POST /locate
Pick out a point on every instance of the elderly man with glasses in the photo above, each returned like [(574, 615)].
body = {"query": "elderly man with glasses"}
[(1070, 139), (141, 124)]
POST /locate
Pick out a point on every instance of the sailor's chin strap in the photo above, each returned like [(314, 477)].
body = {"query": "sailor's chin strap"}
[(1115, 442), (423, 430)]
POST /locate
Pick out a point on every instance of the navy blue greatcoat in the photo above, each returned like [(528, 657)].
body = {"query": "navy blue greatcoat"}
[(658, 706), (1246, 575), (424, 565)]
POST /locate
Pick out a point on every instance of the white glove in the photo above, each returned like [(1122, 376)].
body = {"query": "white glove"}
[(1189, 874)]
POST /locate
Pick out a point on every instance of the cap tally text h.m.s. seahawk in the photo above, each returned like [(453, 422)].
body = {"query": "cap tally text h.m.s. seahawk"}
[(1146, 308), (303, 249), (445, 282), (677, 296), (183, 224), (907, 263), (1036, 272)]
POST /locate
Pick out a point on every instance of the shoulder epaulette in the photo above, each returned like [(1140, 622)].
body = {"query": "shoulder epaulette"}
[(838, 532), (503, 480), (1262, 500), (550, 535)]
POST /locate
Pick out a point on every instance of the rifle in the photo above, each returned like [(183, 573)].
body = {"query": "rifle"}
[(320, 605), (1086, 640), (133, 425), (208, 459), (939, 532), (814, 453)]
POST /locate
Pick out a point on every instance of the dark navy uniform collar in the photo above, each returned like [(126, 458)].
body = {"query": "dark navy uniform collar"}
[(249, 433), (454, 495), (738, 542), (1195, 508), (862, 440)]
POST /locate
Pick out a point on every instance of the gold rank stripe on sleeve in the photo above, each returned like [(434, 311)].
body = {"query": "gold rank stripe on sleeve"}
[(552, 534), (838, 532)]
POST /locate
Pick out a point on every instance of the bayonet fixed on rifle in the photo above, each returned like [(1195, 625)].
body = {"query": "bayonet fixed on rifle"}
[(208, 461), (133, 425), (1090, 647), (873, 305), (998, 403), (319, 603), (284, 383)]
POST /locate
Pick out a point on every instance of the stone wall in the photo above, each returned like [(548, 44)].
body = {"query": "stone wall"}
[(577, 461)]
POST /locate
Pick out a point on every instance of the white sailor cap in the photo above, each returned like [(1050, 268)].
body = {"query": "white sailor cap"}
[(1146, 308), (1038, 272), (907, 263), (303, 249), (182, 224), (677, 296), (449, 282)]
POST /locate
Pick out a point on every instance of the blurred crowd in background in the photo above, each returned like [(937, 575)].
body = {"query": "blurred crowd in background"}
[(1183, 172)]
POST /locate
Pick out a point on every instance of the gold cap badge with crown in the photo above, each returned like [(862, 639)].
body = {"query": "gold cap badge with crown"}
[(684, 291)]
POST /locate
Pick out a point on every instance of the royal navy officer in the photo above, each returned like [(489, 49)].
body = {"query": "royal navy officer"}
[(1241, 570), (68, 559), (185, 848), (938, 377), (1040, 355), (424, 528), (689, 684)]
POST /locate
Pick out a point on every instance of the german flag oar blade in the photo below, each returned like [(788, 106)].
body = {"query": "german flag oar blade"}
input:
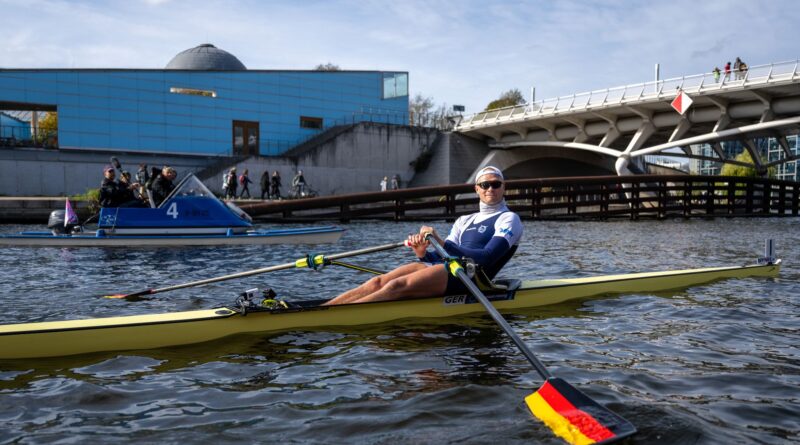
[(575, 417)]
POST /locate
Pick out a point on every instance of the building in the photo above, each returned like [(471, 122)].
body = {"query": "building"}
[(205, 102), (12, 128), (768, 148)]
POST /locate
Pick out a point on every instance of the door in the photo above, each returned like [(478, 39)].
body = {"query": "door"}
[(245, 138)]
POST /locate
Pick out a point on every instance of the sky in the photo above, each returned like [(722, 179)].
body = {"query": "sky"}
[(457, 52)]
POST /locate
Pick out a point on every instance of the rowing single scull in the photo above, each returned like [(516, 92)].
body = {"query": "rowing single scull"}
[(61, 338)]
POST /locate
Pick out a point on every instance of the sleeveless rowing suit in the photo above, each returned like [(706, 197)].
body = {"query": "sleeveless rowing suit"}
[(490, 237)]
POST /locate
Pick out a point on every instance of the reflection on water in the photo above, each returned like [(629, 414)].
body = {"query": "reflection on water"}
[(713, 364)]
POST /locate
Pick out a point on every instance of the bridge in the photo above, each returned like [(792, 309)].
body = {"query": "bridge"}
[(612, 130)]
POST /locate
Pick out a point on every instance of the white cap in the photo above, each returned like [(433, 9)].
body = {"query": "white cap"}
[(489, 170)]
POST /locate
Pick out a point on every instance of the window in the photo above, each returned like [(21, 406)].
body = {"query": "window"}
[(193, 92), (395, 85), (314, 123)]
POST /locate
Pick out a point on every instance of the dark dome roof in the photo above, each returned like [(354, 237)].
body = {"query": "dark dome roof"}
[(205, 57)]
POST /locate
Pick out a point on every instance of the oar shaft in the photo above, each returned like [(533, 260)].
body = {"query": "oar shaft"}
[(498, 318), (274, 268)]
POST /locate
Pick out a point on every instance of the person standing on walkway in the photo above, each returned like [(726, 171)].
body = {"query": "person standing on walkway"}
[(245, 182), (275, 184), (299, 183), (742, 70), (231, 184), (264, 182), (490, 237), (737, 64)]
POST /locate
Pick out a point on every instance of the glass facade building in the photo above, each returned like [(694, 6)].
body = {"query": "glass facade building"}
[(202, 111), (768, 148)]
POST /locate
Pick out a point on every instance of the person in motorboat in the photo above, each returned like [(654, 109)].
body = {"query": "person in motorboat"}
[(299, 183), (112, 192), (489, 237), (163, 184)]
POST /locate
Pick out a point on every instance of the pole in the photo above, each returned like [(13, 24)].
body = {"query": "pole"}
[(655, 90)]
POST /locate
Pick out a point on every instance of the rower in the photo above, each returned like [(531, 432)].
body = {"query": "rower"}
[(489, 237)]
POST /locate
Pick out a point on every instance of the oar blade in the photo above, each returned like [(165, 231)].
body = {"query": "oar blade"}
[(574, 417)]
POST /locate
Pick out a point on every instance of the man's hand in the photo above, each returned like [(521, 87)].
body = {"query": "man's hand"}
[(418, 243), (424, 231)]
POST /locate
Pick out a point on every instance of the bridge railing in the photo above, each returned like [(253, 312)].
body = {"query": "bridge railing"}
[(601, 197), (655, 90)]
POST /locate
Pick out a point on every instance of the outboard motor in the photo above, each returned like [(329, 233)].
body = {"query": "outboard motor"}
[(56, 223)]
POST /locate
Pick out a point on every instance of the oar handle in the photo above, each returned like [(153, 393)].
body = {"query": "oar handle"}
[(455, 268)]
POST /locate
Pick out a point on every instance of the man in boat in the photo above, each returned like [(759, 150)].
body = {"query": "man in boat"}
[(489, 237), (113, 193), (162, 186), (127, 197)]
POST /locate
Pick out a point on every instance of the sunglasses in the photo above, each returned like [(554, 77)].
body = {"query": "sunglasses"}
[(493, 184)]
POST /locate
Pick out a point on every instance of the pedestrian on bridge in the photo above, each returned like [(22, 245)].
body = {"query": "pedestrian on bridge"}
[(264, 182)]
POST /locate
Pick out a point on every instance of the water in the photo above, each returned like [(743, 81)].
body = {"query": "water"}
[(712, 364)]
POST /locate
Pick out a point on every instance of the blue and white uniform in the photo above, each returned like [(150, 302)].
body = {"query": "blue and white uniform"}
[(490, 237)]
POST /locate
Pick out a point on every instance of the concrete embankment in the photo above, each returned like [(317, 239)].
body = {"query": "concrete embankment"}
[(35, 210)]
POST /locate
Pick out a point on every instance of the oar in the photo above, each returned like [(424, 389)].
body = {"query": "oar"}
[(312, 261), (571, 414)]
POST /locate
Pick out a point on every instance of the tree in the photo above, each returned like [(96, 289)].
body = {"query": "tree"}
[(507, 99), (47, 133), (327, 67), (743, 171)]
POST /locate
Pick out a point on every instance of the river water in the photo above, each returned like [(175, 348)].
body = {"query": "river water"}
[(713, 364)]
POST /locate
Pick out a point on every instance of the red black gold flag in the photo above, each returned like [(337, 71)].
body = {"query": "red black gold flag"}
[(575, 417)]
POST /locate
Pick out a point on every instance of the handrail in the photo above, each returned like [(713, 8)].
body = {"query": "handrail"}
[(756, 75), (632, 196)]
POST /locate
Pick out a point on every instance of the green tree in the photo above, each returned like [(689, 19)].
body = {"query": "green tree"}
[(47, 133), (744, 171), (327, 67), (507, 99)]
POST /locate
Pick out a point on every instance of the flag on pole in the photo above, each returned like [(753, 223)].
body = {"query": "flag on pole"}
[(682, 102), (70, 217)]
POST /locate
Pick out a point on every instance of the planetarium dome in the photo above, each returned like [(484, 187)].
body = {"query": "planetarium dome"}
[(205, 57)]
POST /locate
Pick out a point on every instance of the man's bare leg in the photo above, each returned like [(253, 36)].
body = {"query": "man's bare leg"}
[(430, 281), (375, 284)]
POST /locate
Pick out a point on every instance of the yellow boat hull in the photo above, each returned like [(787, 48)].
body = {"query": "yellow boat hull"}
[(61, 338)]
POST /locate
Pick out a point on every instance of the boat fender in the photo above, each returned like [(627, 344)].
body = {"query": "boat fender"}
[(314, 263), (469, 266), (238, 212)]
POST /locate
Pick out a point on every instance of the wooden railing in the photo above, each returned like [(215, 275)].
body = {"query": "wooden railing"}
[(596, 197)]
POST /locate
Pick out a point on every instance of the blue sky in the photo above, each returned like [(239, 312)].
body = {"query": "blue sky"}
[(458, 52)]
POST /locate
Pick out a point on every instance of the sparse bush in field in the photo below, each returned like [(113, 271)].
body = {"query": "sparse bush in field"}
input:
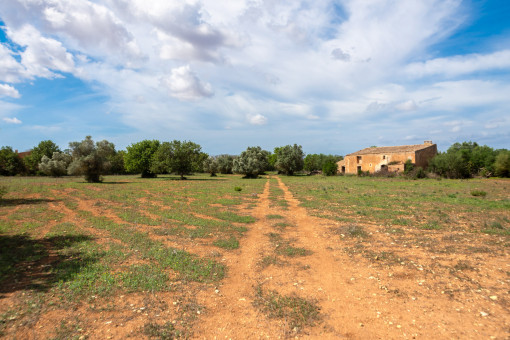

++++

**INSTRUCTION**
Write out the lines of the records above exactly, beginning with the first line and ending after the line that contains "[(1115, 442), (423, 430)]", with both ends included.

**TASK RESULT**
POST /locate
Pick out a point on every instance of the elderly man with glasses in the photo above, each returned like [(574, 615)].
body = {"query": "elderly man with glasses"}
[(1070, 139), (141, 124)]
POST /locate
Pick out a point on every instance of the sailor's chin strap in the photo above, each returned like [(314, 477)].
body = {"query": "sailor's chin strap"}
[(1115, 442), (423, 430)]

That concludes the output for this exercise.